### What you will do:
a) Change "locate" to "identify" throughout the records, covering everything from the line containing "Batch job #47 — class: plaid" down to the line containing "360;81;376;91". Give back those lines with nothing else altered.
b) Write what comes next in the review of the Maurice Andre concert, beginning after its final sentence.

Then, finally, Maurice came back, and played, unaccompanied, a French folk tune (I don't know which one) and the audience sang along. Some people were in tears. I was nearly in tears myself. Then he played, again unaccompanied, "Auld Lang Syne". I don't know the words in French, and in any case no one could hear them over the only two Brits in the audience singing loudly in English. It was a moving, touching, moment. Not an artistic event, but a personal moment when all the audience were totally involved with the ill figure on the stage. So how do I sum up the concert? I admit that Maurice Andre is not, at 70, the towering figure of technical excellence that he was a few short years ago. Whether his diabetes has taken its toll (a frightening thought and a serious warning for those of us who are diabetic) or whether he has some other health problems I do not know, but his frailty was obvious to all, and the fact that music of such astounding power and beauty, and a tone quality of such transcendent wonder came from such a fragile figure took me, and everyone else there by surprise.

There may have been a few slips, and a few rough edges, but the music took over and dominated the night. I do not think that there is any other trumpeter who could produce that effect to the same extent on an audience. We were not watching a performer : we were witnesses to a phenomenon, and anyone who could fail to be moved by artistry of this magnitude has no soul.

Entries taken from a collection

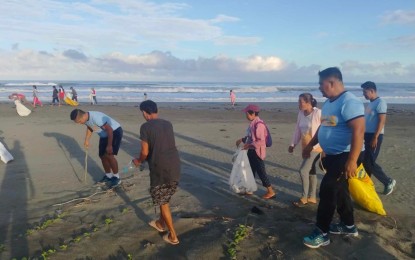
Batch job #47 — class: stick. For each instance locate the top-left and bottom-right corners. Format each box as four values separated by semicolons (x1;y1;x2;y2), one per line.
84;149;88;183
52;190;107;206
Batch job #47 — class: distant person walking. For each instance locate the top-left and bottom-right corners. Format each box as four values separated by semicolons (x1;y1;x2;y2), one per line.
229;89;236;107
236;104;275;199
59;85;65;106
9;93;30;104
50;86;59;106
303;67;365;248
361;81;396;195
33;85;43;107
70;109;123;188
89;88;98;105
133;100;180;245
70;87;78;102
288;93;322;207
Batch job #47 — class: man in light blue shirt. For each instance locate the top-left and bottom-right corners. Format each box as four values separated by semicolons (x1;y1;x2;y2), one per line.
70;109;123;188
303;67;365;248
361;81;396;195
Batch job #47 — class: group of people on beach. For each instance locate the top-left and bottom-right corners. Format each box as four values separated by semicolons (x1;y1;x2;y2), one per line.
9;85;98;108
236;67;396;248
70;67;396;248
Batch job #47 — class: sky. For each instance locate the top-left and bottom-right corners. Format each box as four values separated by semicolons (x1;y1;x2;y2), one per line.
0;0;415;83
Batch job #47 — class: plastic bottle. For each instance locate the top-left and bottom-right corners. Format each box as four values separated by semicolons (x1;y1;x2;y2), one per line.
122;160;137;174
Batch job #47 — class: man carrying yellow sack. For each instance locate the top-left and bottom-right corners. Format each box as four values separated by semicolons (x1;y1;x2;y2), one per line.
303;68;365;248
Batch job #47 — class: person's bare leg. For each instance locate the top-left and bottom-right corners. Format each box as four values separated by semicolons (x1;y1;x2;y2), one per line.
160;203;178;241
156;215;166;229
101;155;111;173
106;155;118;174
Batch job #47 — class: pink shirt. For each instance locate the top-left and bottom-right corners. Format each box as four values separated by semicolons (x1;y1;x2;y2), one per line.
231;92;235;101
291;107;321;151
248;117;267;160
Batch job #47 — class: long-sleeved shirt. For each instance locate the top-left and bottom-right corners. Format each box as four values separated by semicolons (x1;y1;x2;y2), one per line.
291;107;321;152
246;117;267;160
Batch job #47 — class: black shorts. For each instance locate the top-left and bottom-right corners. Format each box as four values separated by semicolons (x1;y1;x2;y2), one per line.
99;126;123;157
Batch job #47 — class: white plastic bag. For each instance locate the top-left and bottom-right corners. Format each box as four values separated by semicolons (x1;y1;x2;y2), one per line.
14;100;32;116
229;149;257;193
0;142;14;163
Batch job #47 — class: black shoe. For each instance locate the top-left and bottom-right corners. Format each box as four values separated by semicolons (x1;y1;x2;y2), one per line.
108;177;121;189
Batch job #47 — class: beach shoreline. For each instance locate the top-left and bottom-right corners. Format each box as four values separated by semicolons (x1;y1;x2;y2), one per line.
0;102;415;259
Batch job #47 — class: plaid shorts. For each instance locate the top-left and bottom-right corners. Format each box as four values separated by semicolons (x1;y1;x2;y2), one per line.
150;182;179;206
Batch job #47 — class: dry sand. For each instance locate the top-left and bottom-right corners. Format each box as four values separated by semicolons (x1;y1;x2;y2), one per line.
0;103;415;259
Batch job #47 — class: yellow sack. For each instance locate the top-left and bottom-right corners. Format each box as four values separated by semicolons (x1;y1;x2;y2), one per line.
349;164;386;216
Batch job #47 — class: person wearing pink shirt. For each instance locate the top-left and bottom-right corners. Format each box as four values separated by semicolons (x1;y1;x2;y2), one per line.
236;104;275;199
229;89;236;107
288;93;322;207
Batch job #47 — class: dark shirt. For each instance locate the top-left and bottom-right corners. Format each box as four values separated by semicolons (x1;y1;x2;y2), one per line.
140;119;180;187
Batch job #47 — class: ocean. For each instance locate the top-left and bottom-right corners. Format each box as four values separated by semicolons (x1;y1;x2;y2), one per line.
0;81;415;104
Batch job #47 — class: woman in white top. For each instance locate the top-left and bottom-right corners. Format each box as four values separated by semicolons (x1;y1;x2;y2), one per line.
288;93;322;207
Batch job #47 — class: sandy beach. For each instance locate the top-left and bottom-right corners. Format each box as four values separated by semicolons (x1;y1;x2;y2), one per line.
0;103;415;259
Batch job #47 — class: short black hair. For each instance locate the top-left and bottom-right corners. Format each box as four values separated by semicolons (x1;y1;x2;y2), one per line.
140;100;158;115
71;108;85;121
318;67;343;82
360;81;376;91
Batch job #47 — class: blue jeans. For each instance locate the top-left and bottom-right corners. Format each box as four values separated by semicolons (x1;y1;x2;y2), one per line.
363;133;392;186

### Exercise responses:
a)
Batch job #47 — class: plaid shorts. For each instance identify the top-left and bottom-right corners. Format each box as four values separated by semicolons (x1;y1;x2;y2), one per line.
150;182;179;206
Batch job #47 — class: dry sand. For each instance identify the top-left and bottom-right corners. Format each box as four values separated by semicolons (x1;y1;x2;y2), one per line.
0;103;415;259
Batch job #47 — class: yellow sack. For each instance identify the top-left and bottom-right corners. Format each box as four values separated by semicolons (x1;y1;x2;y2), one per line.
349;164;386;216
Batch job #47 — class: person wearing pink shirt. For each instance identify the top-left and bottom-right corners. Format each box as four values separated by semicolons (x1;y1;x2;y2), one per line.
236;104;275;199
229;89;236;107
288;93;322;207
Batch job #47 — class: dark shirt. For each instance identify the top-left and bottom-right corners. Format each box as four values separated by semicolons (x1;y1;x2;y2), one per line.
140;119;180;187
Batch job #47 — class: ocean. For each instance identify the top-left and bottom-right corners. Format each box as four values separated by semicolons (x1;y1;x2;y2), one per line.
0;81;415;104
Batch job #47 — class: woman in white top. For each instance identify the top-left and bottom-right corners. Format each box as four values separated by semicolons (x1;y1;x2;y2), one per line.
288;93;322;207
Batch job #47 — class: sandy beach. For each instance identify the top-left and bottom-right corners. Format each box as four values separated by semicolons (x1;y1;x2;y2), one per line.
0;103;415;259
Batch job #47 — class: short black hair. For each instance identify the top-left and bottom-right corners. Format each box as four values separated by semicolons (x1;y1;x2;y2), one per line.
140;100;158;115
71;108;85;121
318;67;343;82
360;81;376;91

b)
What is it that makes Andre's playing so special? I think that it's a combination of factors. Each note is perfect, the sound a treasure in itself. But put together, the whole is greater than the sum of its parts. It's a bit like a diamond necklace, make from perfectly cut, perfect stones. No matter how closely you look, only more beauty is revealed. On this concert, a few of the diamonds had a few tiny flaws (or inclusions, if you prefer the proper word) but a perfectly cut diamond with an inclusion is still a diamond. With most, if not all other trumpeter, the necklace is badly designed, or made of only semi-precious stones. Many produce a set of cheap plastic beads.

So, on with the events of the evening.

After the concert, the audience filed rather sadly out. To be honest, the whole mood of the hall was depressing. When Maurice was talking, the things he said, and the way he said them, reminded me not so much of a man going into retirement, but a man saying goodbye to life. Maybe I was reading too much into it, but this was a man gazing into the past, not looking forward.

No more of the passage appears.